**To do**
Retype precisely the section of the data that starts at the line containing "Where can you see the white leg" and runs to its final line, ends included.

**Records to process**
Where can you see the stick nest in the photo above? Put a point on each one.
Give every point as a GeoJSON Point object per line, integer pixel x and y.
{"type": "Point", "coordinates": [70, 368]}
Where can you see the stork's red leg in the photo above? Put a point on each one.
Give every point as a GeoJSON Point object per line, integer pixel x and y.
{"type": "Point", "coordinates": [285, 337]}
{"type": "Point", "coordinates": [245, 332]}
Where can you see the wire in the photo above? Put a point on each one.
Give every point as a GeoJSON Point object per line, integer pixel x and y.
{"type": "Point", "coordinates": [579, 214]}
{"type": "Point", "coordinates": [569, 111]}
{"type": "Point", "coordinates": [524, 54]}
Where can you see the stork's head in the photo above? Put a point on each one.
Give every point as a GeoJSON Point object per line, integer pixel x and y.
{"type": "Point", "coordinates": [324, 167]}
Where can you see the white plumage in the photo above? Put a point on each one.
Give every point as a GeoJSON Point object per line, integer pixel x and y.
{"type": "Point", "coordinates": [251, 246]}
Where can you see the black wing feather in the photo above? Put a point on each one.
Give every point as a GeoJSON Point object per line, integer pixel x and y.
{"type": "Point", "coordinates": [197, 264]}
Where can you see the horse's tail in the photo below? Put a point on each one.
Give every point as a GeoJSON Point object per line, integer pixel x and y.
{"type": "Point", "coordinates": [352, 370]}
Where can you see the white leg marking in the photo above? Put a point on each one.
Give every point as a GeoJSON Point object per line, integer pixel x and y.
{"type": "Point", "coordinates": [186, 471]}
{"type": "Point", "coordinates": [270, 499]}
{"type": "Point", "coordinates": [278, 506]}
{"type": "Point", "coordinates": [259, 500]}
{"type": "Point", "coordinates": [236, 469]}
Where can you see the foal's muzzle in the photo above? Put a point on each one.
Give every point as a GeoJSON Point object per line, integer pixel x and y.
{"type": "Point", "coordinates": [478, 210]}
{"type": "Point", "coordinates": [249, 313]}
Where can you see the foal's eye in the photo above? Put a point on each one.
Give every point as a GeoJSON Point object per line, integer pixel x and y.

**Response to the task**
Where can you see the white leg marking in the photo above? Put a point on each one.
Give every point as a GeoJSON Point object per line, integer pixel x and y.
{"type": "Point", "coordinates": [186, 471]}
{"type": "Point", "coordinates": [270, 499]}
{"type": "Point", "coordinates": [278, 506]}
{"type": "Point", "coordinates": [259, 500]}
{"type": "Point", "coordinates": [236, 469]}
Where can you see the foal's muzzle in the photo above? Put a point on each one.
Give every point as a GeoJSON Point object per line, integer pixel x and y.
{"type": "Point", "coordinates": [478, 210]}
{"type": "Point", "coordinates": [249, 313]}
Where can you see the foal's eye in the photo above? Put a point on each one.
Give every point as a GeoJSON Point object per line, integer pixel x and y.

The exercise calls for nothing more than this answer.